TEXT UNDER STUDY —
Friday, January 18, 2008

Central Vermont WILPF Sponsors Global Warming Events

SEE IT AGAIN - PRIZE WINNING FILM
AL GORE'S "AN INCONVENIENT TRUTH"
FRIDAY,JAN 25TH-6:30 PM
BETHANY CHURCH, MONTPELIER
DISCUSSION:LED BY CARL ETNIER

For more information, two international environmental activists will discuss Trading Carbon-will it help?
on Monday, Jan.28th-7pm
Unitarian Church, Montpelier

Thursday, January 17, 2008

Three Week-of-Action events to fight racism

Monday, January 21: MLK Day

1pm: Reading to End Racism

Leverage the power of literature and the importance of reading. Brainstorm ideas for helping to eliminate racism. Honor thelegacy of Dr. King. Make a difference. At the Peace & Justice Center.

7pm: At the River I Stand
This moving documentary recounts the two months leading to Martin Luther King Jr.'s death in 1968, coinciding with the 65-day strike of 1300 Memphis sanitation workers. At the Vermont Workers' Center.


Tuesday, January 22, 6pm: Undoing Racism: Film & Discussion
Showing of the PBS documentary "Race: The Power of an Illusion," followed by a panel and discussion. At the Vermont Workers' Center.

Week of Action events in the Upper Valley

Upper Valley Localvores have scheduled a week-long January Localvore Challenge Jan 20-26. The focus is on eating foods grown within a 100-mile radius of home. Our belief is that there are many environmental, economic and social benefits to greater regional food sovereignty, not the least of which is the decentralization of power over our food supply.

The Upper Valley Co-op in WRJ is having a week-long focus on reducing packaging waste Jan 20-26.

On January 24th, at King Arthur Flour in Norwich, VT, 6:00 PM, Vermont Earth Institute is having a Localvore Potluck and showing of "The Story of Stuff" and discussion of ways to reduce the stuff in our lives.

http://www.uvlocalvore.com/

Friday, January 11, 2008

Rural Vermont organizes HEMP week during week of action

Why is Agricultural Hemp important to Vermont's farmers and the agricultural economy? What are the status of hemp laws in the US and Vermont? How can you get involved in Rural Vermont's Hemp for Vermont Campaign? Join us for a week-long series of hemp events and get answers!

PROMPT — Write out the part of the event listings between "Friday, January 11, 2008" and "and get answers!", inclusive, word for word. The data below was taken from a separate source and has no connection to the event listings.

LISTED ENTRIES —
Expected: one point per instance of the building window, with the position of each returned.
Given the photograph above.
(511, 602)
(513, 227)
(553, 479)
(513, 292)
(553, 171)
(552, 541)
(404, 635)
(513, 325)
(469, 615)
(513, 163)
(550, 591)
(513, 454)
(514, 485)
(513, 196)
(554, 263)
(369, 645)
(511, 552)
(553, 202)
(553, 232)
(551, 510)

RESPONSE AREA —
Friday, January 11, 2008

Rural Vermont organizes HEMP week during week of action

Why is Agricultural Hemp important to Vermont's farmers and the agricultural economy? What are the status of hemp laws in the US and Vermont? How can you get involved in Rural Vermont's Hemp for Vermont Campaign? Join us for a week-long series of hemp events and get answers!